__PROBLEM STATEMENT__. Copy out exactly the lines from the one containing "Target = car side mirror" through the end of the records, and no pictures.

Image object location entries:
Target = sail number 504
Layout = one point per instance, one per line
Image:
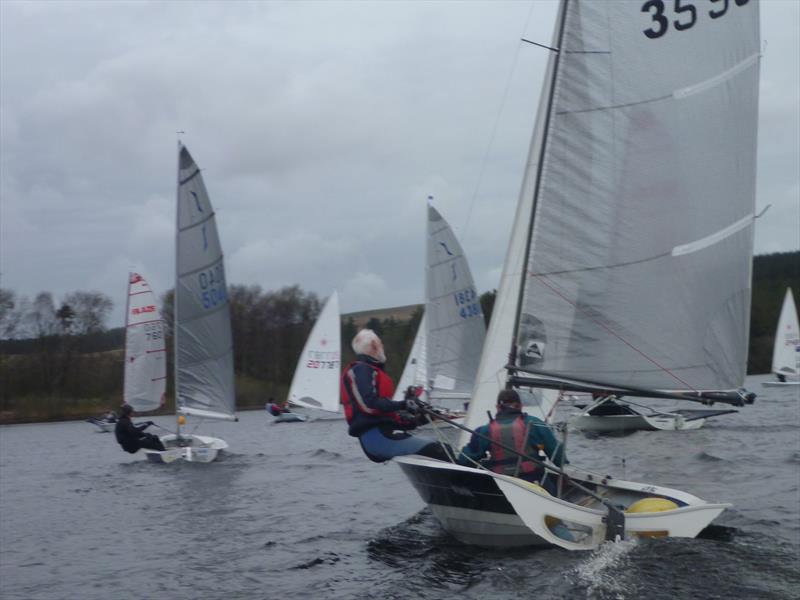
(685, 13)
(212, 286)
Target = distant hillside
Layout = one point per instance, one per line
(398, 313)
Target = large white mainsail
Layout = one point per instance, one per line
(455, 329)
(203, 343)
(316, 379)
(613, 125)
(639, 266)
(145, 350)
(786, 351)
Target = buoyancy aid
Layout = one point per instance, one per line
(515, 435)
(352, 401)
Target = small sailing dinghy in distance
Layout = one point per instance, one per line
(145, 348)
(447, 349)
(786, 350)
(315, 383)
(204, 383)
(609, 414)
(628, 268)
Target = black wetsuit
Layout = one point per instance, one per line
(133, 437)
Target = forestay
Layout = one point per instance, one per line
(491, 376)
(316, 379)
(203, 343)
(145, 351)
(639, 265)
(455, 329)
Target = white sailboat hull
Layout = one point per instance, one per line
(102, 426)
(780, 383)
(482, 508)
(620, 423)
(290, 418)
(190, 448)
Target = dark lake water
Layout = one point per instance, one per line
(295, 510)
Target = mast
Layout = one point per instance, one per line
(512, 356)
(175, 292)
(127, 315)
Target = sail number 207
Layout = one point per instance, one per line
(683, 14)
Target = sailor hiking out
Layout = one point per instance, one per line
(380, 423)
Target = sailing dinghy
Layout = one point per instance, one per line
(145, 348)
(630, 255)
(786, 351)
(204, 384)
(447, 349)
(316, 379)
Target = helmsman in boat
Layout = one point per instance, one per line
(525, 433)
(380, 423)
(133, 437)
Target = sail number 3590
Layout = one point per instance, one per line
(685, 13)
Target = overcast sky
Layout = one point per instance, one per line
(321, 128)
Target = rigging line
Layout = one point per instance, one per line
(495, 126)
(611, 331)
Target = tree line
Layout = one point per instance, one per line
(58, 359)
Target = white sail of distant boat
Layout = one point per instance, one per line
(415, 372)
(316, 379)
(786, 349)
(446, 350)
(145, 349)
(632, 246)
(204, 381)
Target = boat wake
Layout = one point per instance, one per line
(606, 573)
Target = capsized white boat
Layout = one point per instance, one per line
(612, 415)
(786, 351)
(633, 225)
(315, 383)
(447, 348)
(102, 425)
(204, 381)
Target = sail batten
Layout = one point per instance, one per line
(625, 181)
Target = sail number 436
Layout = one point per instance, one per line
(683, 14)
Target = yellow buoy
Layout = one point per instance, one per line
(651, 505)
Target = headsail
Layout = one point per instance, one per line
(316, 379)
(786, 352)
(455, 329)
(640, 256)
(415, 373)
(491, 375)
(145, 351)
(203, 343)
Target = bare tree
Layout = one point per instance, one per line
(90, 311)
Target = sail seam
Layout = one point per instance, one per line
(198, 223)
(202, 268)
(677, 94)
(190, 177)
(201, 315)
(714, 238)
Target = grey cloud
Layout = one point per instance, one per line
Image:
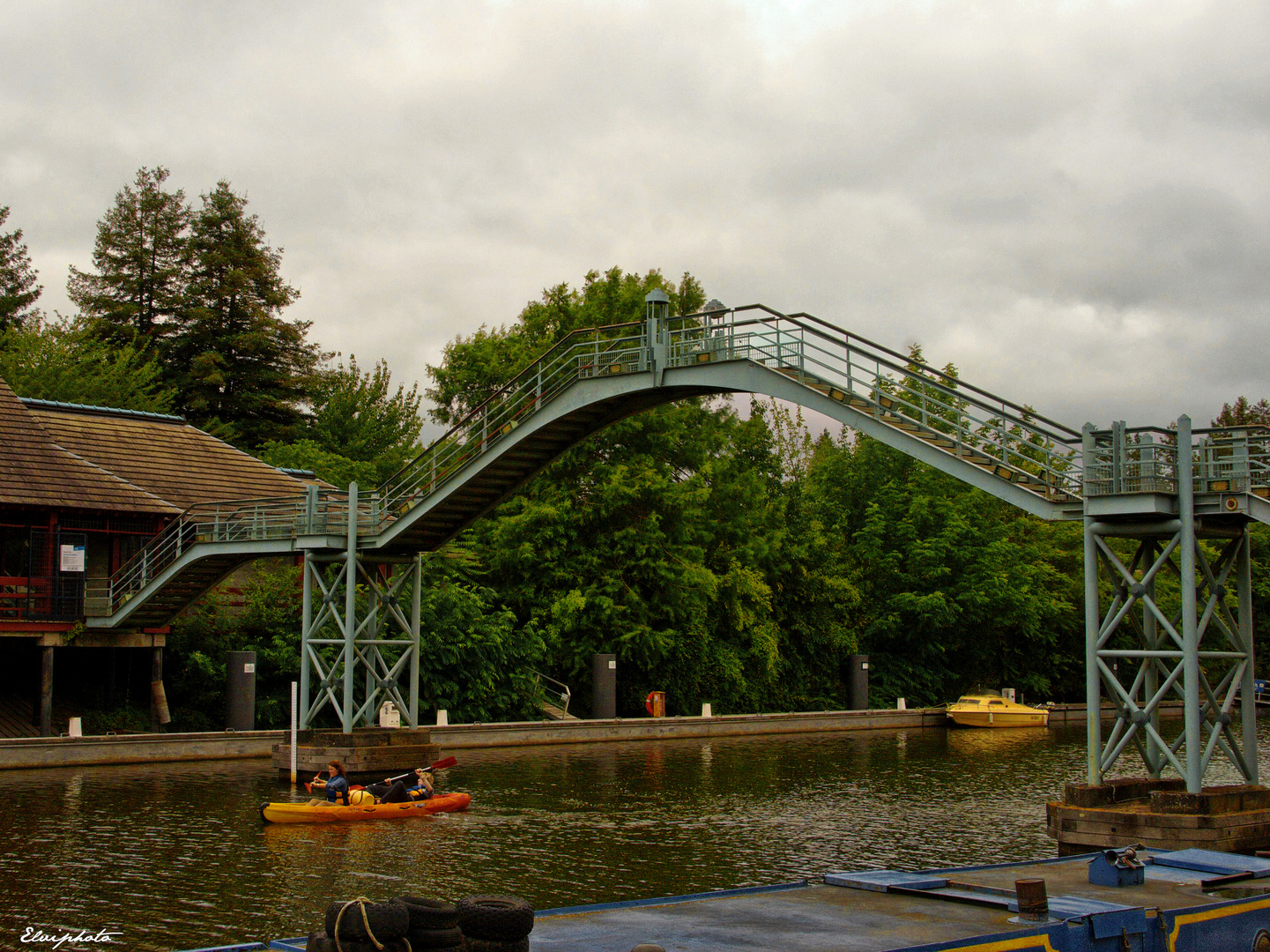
(1070, 202)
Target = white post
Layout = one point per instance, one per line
(293, 712)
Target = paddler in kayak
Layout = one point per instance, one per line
(397, 792)
(336, 785)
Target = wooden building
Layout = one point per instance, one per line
(81, 489)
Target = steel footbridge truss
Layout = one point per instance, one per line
(1126, 485)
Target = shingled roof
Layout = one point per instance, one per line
(70, 457)
(34, 472)
(164, 455)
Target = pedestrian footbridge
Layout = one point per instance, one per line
(1165, 488)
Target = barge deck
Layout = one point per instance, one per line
(1189, 902)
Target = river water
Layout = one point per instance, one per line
(177, 857)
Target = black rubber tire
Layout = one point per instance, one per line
(434, 938)
(500, 918)
(322, 942)
(388, 920)
(429, 913)
(497, 946)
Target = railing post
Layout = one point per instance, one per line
(310, 509)
(307, 624)
(1241, 469)
(1092, 679)
(415, 613)
(1247, 687)
(1190, 623)
(349, 609)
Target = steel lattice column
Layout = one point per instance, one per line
(360, 628)
(1201, 652)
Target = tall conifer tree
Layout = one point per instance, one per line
(140, 262)
(233, 357)
(18, 281)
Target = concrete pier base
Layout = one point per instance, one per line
(1160, 814)
(368, 753)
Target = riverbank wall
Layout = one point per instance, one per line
(38, 753)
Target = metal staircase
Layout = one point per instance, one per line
(1167, 491)
(596, 376)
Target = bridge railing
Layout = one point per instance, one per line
(1145, 459)
(620, 348)
(931, 403)
(231, 521)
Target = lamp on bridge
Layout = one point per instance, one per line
(657, 305)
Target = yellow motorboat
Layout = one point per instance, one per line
(991, 710)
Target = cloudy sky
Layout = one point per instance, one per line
(1071, 201)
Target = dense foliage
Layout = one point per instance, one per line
(19, 287)
(719, 549)
(199, 291)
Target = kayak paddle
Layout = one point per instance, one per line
(438, 765)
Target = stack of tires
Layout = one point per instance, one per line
(362, 926)
(495, 923)
(434, 924)
(415, 924)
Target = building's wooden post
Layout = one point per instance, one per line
(155, 675)
(46, 692)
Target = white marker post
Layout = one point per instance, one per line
(293, 716)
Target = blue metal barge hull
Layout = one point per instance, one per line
(1188, 902)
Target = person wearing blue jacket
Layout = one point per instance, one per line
(336, 783)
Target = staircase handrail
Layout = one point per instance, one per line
(222, 520)
(565, 695)
(544, 377)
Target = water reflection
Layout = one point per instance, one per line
(178, 857)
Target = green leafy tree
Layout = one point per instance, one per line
(231, 356)
(1243, 412)
(359, 414)
(360, 430)
(19, 286)
(141, 267)
(956, 589)
(63, 360)
(474, 368)
(311, 455)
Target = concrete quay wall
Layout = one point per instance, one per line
(36, 753)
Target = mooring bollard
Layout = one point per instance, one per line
(1033, 900)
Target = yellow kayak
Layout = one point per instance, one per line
(993, 710)
(330, 814)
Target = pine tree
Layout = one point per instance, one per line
(234, 360)
(18, 286)
(140, 261)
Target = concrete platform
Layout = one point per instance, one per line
(26, 753)
(366, 753)
(1185, 904)
(1160, 814)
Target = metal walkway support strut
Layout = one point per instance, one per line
(1152, 641)
(360, 628)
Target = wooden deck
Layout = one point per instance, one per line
(16, 717)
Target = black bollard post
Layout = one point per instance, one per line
(858, 684)
(241, 690)
(604, 687)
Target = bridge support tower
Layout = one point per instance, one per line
(1169, 617)
(360, 641)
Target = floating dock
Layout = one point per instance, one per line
(1177, 902)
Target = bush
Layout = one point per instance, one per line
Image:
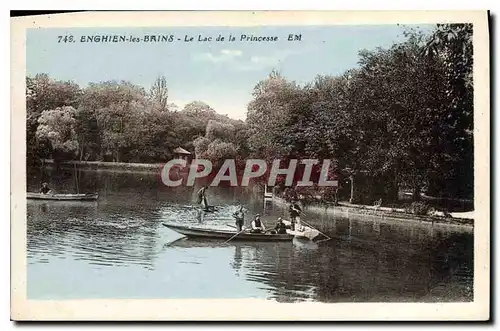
(418, 208)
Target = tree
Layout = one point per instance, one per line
(57, 126)
(158, 93)
(44, 93)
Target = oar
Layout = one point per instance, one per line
(234, 236)
(312, 227)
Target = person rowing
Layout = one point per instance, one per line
(45, 189)
(239, 216)
(295, 210)
(280, 227)
(202, 198)
(257, 225)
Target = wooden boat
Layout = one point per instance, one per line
(306, 233)
(194, 232)
(63, 197)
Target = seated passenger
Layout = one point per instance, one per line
(257, 225)
(280, 227)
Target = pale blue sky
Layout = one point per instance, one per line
(222, 74)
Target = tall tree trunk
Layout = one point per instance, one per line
(416, 193)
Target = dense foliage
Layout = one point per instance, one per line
(402, 119)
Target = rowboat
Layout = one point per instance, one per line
(63, 197)
(305, 232)
(195, 232)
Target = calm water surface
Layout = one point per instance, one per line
(118, 248)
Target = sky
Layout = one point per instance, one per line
(220, 73)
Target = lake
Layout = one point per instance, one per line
(117, 247)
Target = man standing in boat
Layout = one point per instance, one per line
(45, 189)
(295, 210)
(258, 225)
(239, 216)
(202, 198)
(280, 227)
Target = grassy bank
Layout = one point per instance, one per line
(346, 209)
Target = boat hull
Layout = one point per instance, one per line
(62, 197)
(192, 232)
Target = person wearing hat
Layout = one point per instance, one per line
(45, 189)
(202, 197)
(239, 216)
(295, 210)
(258, 225)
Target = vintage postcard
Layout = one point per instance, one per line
(256, 166)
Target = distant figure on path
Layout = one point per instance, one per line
(202, 198)
(45, 189)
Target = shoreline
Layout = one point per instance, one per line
(114, 166)
(396, 214)
(383, 212)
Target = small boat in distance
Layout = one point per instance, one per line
(63, 197)
(196, 232)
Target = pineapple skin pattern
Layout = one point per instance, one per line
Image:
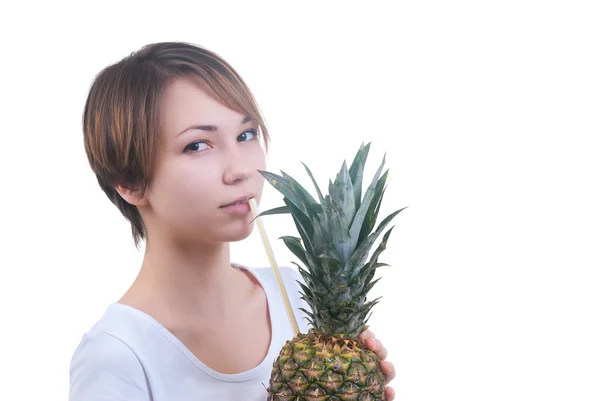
(330, 362)
(315, 367)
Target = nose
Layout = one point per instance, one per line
(237, 169)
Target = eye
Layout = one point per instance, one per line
(196, 146)
(248, 135)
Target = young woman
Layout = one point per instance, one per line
(172, 134)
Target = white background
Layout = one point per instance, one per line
(489, 115)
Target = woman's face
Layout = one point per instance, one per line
(209, 159)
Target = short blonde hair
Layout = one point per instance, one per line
(121, 119)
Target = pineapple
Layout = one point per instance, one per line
(330, 362)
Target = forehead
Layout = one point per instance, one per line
(189, 101)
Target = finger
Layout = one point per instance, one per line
(366, 334)
(388, 370)
(376, 346)
(390, 394)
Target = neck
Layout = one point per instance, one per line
(181, 280)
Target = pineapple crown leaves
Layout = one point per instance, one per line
(336, 236)
(341, 220)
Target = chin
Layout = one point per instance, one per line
(238, 232)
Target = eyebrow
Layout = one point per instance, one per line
(211, 127)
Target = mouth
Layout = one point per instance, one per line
(239, 201)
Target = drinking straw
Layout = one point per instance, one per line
(274, 266)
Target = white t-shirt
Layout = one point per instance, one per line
(129, 356)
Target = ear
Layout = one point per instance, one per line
(133, 196)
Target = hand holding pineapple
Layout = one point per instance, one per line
(386, 367)
(333, 361)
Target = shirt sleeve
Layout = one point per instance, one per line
(104, 368)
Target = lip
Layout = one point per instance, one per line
(244, 198)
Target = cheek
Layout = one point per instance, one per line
(181, 185)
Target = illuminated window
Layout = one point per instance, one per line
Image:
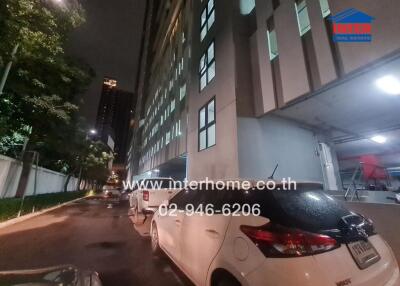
(207, 126)
(246, 6)
(324, 8)
(302, 17)
(207, 19)
(172, 105)
(207, 66)
(182, 92)
(272, 44)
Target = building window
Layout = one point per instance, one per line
(182, 92)
(207, 126)
(247, 6)
(272, 43)
(207, 19)
(207, 66)
(172, 105)
(302, 17)
(324, 8)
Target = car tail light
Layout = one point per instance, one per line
(146, 195)
(278, 241)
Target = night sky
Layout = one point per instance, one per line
(109, 42)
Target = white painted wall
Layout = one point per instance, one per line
(47, 181)
(271, 140)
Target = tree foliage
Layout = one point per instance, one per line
(44, 84)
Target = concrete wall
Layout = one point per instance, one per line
(10, 171)
(219, 161)
(293, 71)
(271, 140)
(47, 181)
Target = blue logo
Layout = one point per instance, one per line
(352, 25)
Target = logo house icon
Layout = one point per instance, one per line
(351, 25)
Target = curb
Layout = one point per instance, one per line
(35, 214)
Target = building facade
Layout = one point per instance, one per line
(248, 85)
(115, 109)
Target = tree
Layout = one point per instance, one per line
(43, 84)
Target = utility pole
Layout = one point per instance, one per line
(8, 68)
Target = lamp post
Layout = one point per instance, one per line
(8, 68)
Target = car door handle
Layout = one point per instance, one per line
(212, 232)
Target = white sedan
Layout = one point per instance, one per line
(271, 238)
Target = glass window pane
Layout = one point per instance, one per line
(272, 45)
(202, 63)
(202, 118)
(211, 19)
(182, 92)
(324, 8)
(211, 72)
(210, 53)
(302, 18)
(210, 5)
(211, 112)
(211, 135)
(203, 33)
(203, 17)
(202, 141)
(203, 81)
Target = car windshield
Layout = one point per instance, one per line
(308, 210)
(158, 184)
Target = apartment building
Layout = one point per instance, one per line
(265, 84)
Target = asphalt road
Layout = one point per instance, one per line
(89, 235)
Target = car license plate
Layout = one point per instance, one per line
(364, 253)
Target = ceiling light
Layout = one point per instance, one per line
(389, 84)
(379, 139)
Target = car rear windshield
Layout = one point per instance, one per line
(158, 184)
(307, 210)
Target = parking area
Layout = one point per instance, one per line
(90, 235)
(96, 235)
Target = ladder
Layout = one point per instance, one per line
(352, 188)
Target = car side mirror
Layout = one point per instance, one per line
(165, 203)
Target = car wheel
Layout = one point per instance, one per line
(155, 246)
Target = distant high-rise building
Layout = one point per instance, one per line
(106, 110)
(233, 89)
(113, 118)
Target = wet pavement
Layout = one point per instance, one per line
(91, 235)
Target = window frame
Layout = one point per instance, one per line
(207, 125)
(207, 66)
(298, 12)
(205, 24)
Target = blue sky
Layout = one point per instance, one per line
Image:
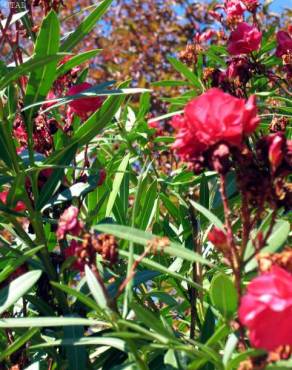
(276, 6)
(279, 4)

__COMPLETED TASK__.
Target = car side mirror
Layout = one point per instance, one per line
(165, 203)
Target = car wheel
Layout = one point per instance, one per line
(155, 246)
Target = distant high-rise building
Layout = one point per instance, one per line
(106, 110)
(233, 89)
(113, 118)
Target = wet pavement
Layout = one point per instance, one per line
(91, 235)
Target = window frame
Layout = one point per instance, one per line
(207, 125)
(207, 66)
(298, 12)
(205, 24)
Target = blue sky
Layout = one point per instance, one per line
Image:
(276, 6)
(279, 4)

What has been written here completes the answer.